*Tasks to perform:*
A. In the virtio-fs patch thread, what is named as the primary use case for sharing a host directory tree with guests?
B. Rewrite the paragraph of the virtio-fs patch thread that begins "Containers may rely on local file system semantics" as a short bulleted list that keeps its main facts.
C. Carry on the virtio-fs patch thread from the last sentence shown.

*Reading text:*
● ● ● ● ●

Re: [PATCH 00/52] [RFC] virtio-fs: shared file system for virtual machines

From: Vivek Goyal
Date: Wed Dec 12 2018 - 16:22:43 EST


On Wed, Dec 12, 2018 at 03:30:49PM -0500, Konrad Rzeszutek Wilk wrote:
> On Mon, Dec 10, 2018 at 12:12:26PM -0500, Vivek Goyal wrote:
> > Hi,
> >
> > Here are RFC patches for virtio-fs. Looking for feedback on this approach.
> >
> > These patches should apply on top of 4.20-rc5. We have also put code for
> > various components here.
> >
> > https://gitlab.com/virtio-fs
> >
> > Problem Description
> > ===================
> > We want to be able to take a directory tree on the host and share it with
> > guest[s]. Our goal is to be able to do it in a fast, consistent and secure
> > manner. Our primary use case is kata containers, but it should be usable in
> > other scenarios as well.
> >
> > Containers may rely on local file system semantics for shared volumes,
> > read-write mounts that multiple containers access simultaneously. File
> > system changes must be visible to other containers with the same consistency
> > expected of a local file system, including mmap MAP_SHARED.
> >
> > Existing Solutions
> > ==================
> > We looked at existing solutions and virtio-9p already provides basic shared
> > file system functionality although does not offer local file system semantics,
> > causing some workloads and test suites to fail. In addition, virtio-9p
> > performance has been an issue for Kata Containers and we believe this cannot
> > be alleviated without major changes that do not fit into the 9P protocol.

● ● ● ● ●

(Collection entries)
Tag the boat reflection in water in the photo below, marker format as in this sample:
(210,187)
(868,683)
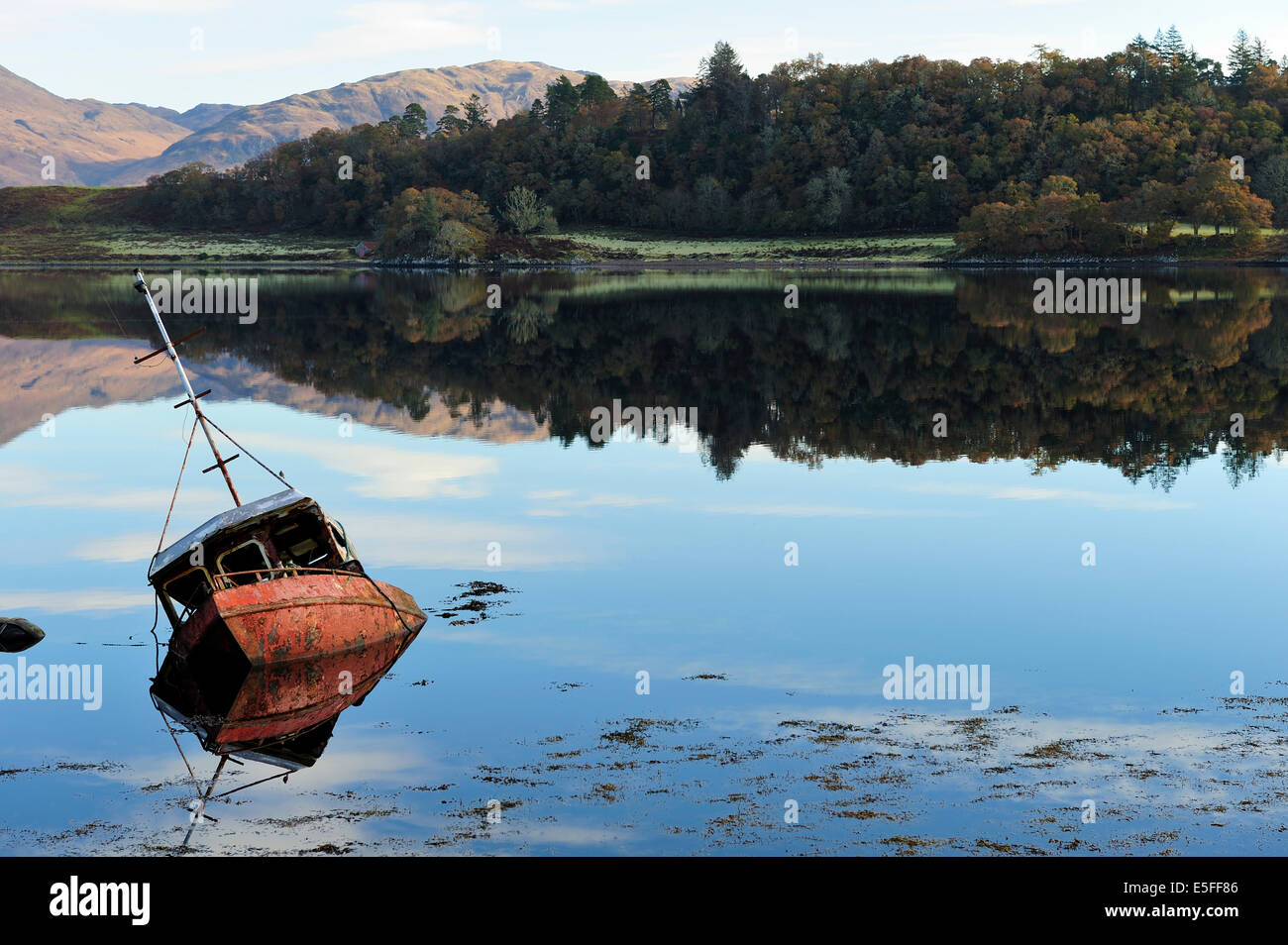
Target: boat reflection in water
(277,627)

● ● ● ● ●

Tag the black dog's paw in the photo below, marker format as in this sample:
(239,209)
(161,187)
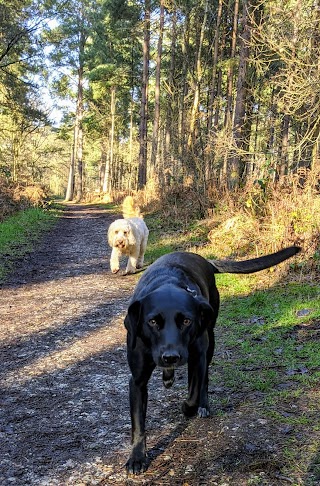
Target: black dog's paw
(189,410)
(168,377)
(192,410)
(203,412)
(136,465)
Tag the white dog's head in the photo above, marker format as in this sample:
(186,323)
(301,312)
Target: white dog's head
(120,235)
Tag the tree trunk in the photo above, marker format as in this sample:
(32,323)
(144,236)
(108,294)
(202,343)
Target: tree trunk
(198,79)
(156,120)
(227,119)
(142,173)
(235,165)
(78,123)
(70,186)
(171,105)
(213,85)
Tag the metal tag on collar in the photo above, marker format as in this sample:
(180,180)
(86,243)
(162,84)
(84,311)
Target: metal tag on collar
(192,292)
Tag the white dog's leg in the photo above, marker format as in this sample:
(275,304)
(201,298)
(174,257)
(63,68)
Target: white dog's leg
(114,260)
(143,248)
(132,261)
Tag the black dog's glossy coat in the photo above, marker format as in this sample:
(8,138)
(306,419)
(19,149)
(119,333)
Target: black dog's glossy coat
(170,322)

● ● ● ● ●

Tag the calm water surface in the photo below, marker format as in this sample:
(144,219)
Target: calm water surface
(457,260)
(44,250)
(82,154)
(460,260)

● ● ● ● ●

*Answers to the exercises:*
A. Kata Containers.

B.
- Containers may depend on local file system semantics for shared volumes.
- These volumes are read-write mounts that several containers use at the same time.
- File system changes must be visible to other containers with local file system consistency.
- This includes mmap MAP_SHARED.

C.
> >
> > Design Overview
> > ===============
> > With the goal of designing something with better performance and local file
> > system semantics, a bunch of ideas were proposed.
> >
> > - Use fuse protocol (instead of 9p) for communication between guest
> > and host. Guest kernel will be fuse client and a fuse server will
> > run on host to serve the requests. Benchmark results (see below) are
> > encouraging and show this approach performs well (2x to 8x improvement
> > depending on test being run).
> >
> > - For data access inside guest, mmap portion of file in QEMU address
> > space and guest accesses this memory using dax. That way guest page
> > cache is bypassed and there is only one copy of data (on host). This
> > will also enable mmap(MAP_SHARED) between guests.
> >
> > - For metadata coherency, there is a shared memory region which contains
> > version number associated with metadata and any guest changing metadata
> > updates version number and other guests refresh metadata on next
> > access. This is still experimental and implementation is not complete.
>
> What about Windows guests or BSD ones? Is there a plan to make that work with them as well?

Hi Konrad,

I have not thought much about making it work on Windows or BSD yet.
Does Fuse work with windows. I am assuming it does with BSD. As long as FUSE
works, I am assuming that atleast basic mode can be made to work.

>
> What about the Virtio spec? Plans to make changes there as well?

There are plans to change that. Stefan posted a proposal here.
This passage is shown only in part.